→ **Task details**
Set down exactly the lines that run from the line with "Note to the class: identify the man's" to the end of the data, and nothing else.

→ **Position identification records**
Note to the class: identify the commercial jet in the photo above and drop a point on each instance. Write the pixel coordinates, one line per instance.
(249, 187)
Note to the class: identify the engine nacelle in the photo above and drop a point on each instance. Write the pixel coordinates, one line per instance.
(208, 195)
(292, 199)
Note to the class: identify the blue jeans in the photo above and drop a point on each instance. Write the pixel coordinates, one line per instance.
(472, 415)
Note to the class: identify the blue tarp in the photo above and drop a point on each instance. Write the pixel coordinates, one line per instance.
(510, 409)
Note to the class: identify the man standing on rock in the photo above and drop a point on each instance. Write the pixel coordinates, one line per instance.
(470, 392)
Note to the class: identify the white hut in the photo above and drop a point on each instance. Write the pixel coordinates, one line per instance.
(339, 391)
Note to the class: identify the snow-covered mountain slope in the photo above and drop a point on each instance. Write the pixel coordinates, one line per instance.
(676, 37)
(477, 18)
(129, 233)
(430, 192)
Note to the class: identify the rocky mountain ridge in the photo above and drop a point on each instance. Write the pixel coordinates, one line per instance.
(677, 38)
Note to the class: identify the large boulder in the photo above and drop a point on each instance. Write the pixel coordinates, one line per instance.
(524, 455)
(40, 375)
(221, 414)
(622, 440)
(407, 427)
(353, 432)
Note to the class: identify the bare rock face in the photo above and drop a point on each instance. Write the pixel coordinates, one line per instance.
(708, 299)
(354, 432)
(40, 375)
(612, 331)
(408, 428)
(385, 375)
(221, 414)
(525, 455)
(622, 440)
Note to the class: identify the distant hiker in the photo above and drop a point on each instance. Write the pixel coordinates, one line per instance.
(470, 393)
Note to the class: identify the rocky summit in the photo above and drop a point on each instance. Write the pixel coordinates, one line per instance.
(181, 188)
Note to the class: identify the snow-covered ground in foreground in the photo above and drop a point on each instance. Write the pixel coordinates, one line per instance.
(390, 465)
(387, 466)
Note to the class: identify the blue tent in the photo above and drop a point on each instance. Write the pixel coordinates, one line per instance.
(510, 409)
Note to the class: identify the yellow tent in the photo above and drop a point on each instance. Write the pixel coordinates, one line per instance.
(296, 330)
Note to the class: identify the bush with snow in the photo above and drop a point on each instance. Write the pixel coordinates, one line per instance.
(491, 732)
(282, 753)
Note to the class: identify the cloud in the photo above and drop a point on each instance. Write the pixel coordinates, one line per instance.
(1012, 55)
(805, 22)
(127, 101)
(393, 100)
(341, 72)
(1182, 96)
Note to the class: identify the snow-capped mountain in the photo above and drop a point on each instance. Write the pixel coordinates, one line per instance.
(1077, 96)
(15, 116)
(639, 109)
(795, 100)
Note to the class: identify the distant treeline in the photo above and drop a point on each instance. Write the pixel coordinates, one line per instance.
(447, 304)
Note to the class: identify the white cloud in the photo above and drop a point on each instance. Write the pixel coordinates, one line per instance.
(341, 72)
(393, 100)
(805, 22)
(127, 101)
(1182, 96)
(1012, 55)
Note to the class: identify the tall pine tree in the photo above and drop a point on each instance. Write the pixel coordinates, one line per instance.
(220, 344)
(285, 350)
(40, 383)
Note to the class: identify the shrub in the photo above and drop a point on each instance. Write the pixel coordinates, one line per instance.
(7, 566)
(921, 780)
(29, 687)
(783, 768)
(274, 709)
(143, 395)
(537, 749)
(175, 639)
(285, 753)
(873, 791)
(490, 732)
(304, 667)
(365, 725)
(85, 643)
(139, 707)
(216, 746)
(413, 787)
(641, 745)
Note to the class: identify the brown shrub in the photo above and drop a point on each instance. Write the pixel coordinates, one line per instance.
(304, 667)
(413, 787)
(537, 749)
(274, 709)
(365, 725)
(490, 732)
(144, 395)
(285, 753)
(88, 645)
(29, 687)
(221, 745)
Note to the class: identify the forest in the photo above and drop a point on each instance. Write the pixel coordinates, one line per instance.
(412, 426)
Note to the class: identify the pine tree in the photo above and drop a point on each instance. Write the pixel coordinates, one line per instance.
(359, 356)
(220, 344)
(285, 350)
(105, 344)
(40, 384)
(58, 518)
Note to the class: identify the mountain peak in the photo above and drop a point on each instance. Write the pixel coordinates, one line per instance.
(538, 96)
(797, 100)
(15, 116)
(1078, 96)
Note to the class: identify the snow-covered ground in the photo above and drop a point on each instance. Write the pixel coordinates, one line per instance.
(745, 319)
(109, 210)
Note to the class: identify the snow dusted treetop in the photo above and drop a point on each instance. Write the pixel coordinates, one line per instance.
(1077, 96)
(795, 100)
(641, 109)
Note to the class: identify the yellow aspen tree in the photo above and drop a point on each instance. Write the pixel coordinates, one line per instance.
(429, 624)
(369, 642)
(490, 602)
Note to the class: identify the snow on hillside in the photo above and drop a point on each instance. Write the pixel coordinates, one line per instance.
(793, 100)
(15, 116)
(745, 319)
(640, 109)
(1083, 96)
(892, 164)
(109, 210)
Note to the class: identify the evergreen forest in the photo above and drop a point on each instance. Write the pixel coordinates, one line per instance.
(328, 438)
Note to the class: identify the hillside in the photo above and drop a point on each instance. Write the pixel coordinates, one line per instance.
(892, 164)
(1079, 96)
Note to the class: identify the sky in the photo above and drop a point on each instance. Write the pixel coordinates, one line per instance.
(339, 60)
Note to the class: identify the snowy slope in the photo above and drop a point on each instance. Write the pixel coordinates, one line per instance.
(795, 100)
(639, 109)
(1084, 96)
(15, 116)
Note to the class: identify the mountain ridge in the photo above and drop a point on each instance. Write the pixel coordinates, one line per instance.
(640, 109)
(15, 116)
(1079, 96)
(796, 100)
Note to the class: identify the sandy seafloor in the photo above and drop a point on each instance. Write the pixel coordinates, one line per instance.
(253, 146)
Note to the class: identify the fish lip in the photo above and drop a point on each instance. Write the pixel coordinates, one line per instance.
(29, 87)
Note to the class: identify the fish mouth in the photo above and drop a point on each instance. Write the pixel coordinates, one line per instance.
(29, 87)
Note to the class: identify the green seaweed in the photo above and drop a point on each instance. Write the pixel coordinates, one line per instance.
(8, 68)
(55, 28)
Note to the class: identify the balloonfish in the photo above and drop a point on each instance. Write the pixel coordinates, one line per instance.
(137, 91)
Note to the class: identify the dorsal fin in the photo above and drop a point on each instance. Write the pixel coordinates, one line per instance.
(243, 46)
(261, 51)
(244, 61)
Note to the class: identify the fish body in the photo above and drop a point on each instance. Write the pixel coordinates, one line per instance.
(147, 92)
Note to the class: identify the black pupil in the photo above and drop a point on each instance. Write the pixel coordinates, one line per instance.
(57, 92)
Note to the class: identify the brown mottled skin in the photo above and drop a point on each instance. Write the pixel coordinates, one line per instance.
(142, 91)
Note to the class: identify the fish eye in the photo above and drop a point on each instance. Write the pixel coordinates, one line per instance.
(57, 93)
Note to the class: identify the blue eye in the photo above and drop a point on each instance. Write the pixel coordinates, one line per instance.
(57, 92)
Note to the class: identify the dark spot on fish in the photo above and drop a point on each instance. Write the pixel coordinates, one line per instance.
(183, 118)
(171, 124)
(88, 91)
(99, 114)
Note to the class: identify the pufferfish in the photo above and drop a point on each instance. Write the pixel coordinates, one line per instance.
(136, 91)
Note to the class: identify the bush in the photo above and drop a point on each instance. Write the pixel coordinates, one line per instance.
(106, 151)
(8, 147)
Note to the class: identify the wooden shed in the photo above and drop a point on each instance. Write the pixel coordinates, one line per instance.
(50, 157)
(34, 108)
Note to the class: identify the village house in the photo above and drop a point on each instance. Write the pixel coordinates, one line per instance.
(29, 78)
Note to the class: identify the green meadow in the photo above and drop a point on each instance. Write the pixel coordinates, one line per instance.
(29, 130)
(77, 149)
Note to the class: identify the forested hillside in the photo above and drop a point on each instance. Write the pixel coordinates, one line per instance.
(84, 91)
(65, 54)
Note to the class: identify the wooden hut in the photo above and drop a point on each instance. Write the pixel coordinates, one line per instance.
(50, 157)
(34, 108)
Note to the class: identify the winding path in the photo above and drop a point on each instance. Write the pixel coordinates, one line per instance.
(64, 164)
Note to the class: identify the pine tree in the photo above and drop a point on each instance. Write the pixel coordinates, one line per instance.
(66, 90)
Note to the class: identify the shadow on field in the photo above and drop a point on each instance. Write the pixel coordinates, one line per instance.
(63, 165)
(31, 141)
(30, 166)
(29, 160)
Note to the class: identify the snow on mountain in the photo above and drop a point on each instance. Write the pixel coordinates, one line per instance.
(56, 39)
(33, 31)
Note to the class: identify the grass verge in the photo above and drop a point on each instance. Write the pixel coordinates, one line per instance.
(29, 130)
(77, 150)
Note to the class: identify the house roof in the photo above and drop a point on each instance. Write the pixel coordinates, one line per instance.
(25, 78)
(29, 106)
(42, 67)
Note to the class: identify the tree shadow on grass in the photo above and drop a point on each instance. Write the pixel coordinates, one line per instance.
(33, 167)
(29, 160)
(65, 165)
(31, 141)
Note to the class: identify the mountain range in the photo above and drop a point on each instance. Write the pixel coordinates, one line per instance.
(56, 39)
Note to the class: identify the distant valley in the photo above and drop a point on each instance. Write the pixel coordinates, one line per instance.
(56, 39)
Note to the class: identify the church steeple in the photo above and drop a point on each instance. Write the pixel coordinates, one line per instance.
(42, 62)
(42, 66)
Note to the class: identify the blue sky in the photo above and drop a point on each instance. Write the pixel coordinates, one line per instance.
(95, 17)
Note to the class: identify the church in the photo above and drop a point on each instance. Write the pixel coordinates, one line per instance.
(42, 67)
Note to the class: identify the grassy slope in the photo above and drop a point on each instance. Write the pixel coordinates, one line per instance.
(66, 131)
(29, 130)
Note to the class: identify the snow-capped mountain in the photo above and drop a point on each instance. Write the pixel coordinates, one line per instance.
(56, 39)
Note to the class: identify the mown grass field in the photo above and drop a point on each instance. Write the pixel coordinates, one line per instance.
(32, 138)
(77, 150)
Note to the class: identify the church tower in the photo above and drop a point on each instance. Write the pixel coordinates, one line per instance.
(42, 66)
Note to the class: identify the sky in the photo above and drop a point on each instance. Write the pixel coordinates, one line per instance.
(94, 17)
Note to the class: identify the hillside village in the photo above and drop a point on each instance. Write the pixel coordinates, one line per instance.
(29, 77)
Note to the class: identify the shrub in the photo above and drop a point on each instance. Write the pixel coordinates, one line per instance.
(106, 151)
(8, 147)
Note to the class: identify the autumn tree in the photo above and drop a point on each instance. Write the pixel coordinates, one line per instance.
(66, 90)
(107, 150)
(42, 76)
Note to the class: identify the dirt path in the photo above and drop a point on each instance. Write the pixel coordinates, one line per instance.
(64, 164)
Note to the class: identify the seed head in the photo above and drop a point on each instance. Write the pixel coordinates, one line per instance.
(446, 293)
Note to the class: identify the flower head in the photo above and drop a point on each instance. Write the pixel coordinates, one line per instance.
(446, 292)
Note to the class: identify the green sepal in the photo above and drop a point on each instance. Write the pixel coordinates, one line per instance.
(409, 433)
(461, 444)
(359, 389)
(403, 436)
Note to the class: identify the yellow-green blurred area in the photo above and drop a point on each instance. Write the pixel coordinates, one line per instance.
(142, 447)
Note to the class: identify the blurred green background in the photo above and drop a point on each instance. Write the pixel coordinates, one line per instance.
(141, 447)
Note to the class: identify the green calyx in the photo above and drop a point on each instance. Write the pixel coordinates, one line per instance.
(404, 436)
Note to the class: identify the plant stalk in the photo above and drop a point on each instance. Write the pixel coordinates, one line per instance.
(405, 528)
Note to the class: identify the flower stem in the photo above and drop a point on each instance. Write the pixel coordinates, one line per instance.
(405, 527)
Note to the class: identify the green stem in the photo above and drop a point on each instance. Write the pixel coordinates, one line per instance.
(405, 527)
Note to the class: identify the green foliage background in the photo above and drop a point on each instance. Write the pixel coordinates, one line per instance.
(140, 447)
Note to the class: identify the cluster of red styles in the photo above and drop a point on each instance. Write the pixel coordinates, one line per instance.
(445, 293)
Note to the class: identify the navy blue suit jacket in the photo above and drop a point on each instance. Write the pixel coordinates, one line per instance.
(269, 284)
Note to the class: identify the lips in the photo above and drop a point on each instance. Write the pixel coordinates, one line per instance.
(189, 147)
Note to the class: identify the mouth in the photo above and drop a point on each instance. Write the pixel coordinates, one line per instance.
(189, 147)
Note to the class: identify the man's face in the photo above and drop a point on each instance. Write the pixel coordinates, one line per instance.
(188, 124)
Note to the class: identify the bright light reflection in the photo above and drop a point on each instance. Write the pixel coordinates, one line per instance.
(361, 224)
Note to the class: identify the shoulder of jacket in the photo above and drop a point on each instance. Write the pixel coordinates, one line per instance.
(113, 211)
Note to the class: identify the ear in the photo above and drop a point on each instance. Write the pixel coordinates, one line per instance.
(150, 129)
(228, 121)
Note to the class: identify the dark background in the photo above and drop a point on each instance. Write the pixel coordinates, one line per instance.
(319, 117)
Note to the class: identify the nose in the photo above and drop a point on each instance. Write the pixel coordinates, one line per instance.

→ **Task result**
Note to the class: identify the man's face in the photo above and drop a point on each instance. Write the pixel coordinates, one line per instance.
(188, 124)
Note to the class: identify the bright light reflection in the photo above and drop a point on each instance. Write the pixel coordinates, one line per instance.
(361, 224)
Note to the class: identify the shoulder of jacket in the photo above and drop a point on each instance. Write the pixel coordinates, one line per instance.
(113, 211)
Note to the class: identify the ear in the photo above and drop a point on each instance. Write the pixel coordinates, one line per instance.
(150, 129)
(228, 121)
Note to the class: identify the dark background in the photo above and drop a point on each instance. Write the pixel coordinates, one line per instance.
(319, 117)
Note to the class: identify the nose in the photo above and drop a point on each instance. Write the pixel coordinates, one line per instance.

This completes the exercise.